• **LISTED ENTRIES**:
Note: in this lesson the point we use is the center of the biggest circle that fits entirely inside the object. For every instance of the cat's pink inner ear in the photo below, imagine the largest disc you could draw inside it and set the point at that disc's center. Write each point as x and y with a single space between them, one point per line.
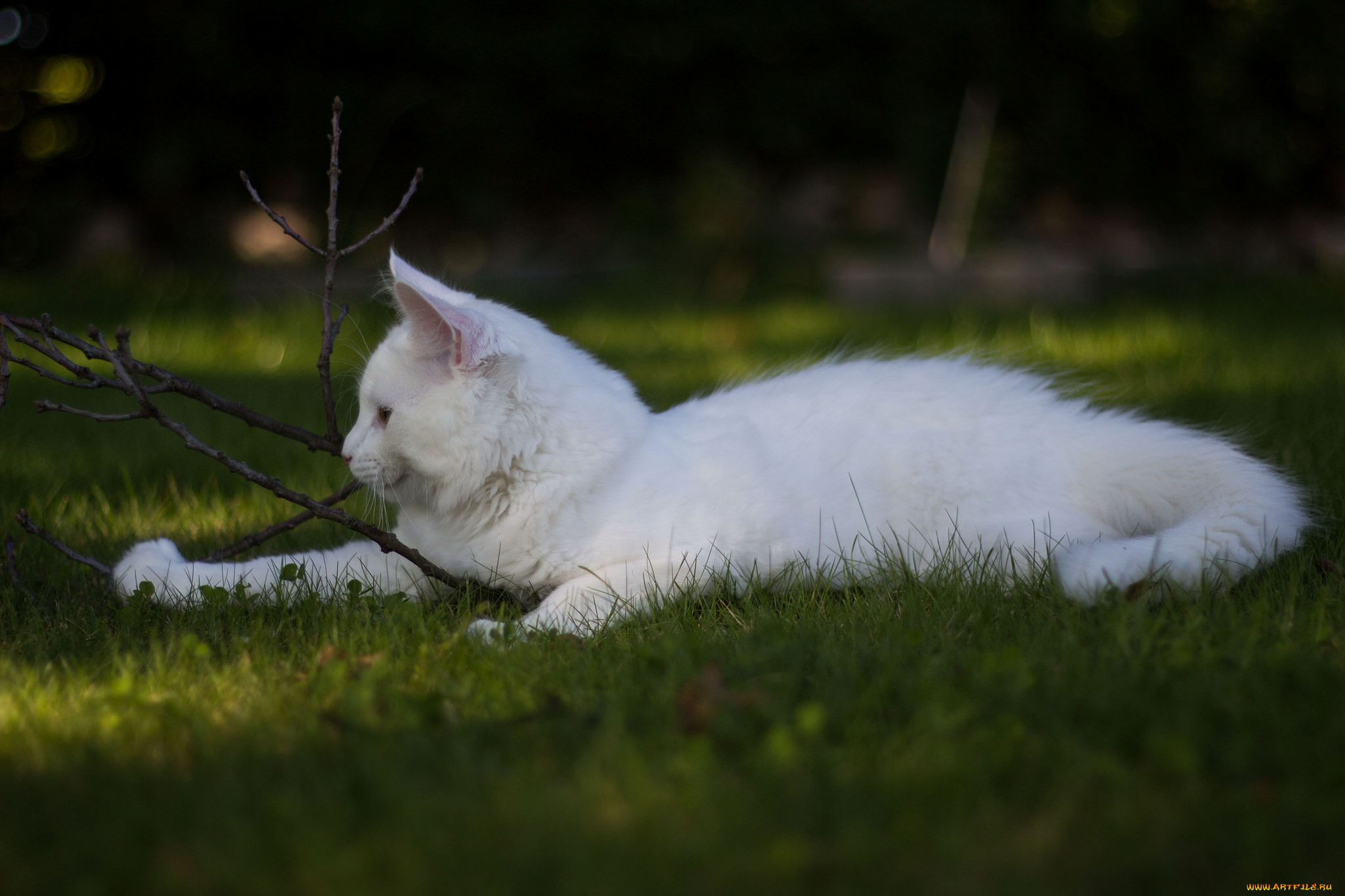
443 330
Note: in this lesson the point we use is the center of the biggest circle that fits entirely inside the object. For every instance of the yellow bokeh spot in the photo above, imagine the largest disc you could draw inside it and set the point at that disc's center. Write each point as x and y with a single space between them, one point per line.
68 79
47 137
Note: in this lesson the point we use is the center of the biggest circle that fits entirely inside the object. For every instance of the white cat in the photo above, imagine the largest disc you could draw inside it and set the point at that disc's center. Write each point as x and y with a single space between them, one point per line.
519 459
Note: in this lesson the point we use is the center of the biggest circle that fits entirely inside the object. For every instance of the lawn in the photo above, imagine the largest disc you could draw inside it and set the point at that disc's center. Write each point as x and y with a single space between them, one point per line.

• **THE EXERCISE**: Put the lines above into a JSON list of strings, one string per line, leaving out blank lines and the pictures.

• **THE SOLUTION**:
[
  "Note: in this lesson the point we use is the center of the biggest circle that fits entirely inside the object. For every instance of the cat's pink inner ear in the photo below, imagine the largest disc you could draw inside it and set the point at that disc's center. Write each point as x and y with a single space between them, one point per line.",
  "443 330",
  "Note: in this lesson the point we use is the center of the biggest circle that fits entirely inside the object. For every instance of the yellow bokeh spot in the photo above, imagine the largest disc you could draw inside it and set the point at that disc's center. Write each point as x and y with a single space between them, one point per line.",
  "68 79",
  "47 137",
  "Note: in this lesson the point we use is the center of the biggest circle that fits entirely inside the object. For every instance of the white cat in the photo above, imagine the largest disc you could draw inside it and set the point at that disc's center. Write each point as x and y with a single space between them, one point per line.",
  "519 459",
  "Note: in this lesson the point we use is the center of the biggest circle that fits entirely inside the object. For every instance of the lawn in the photo above, imagine the largest disc you could draw inside it and set the point at that disc's center. Write each point as x and y with a single space between them, one point per line."
]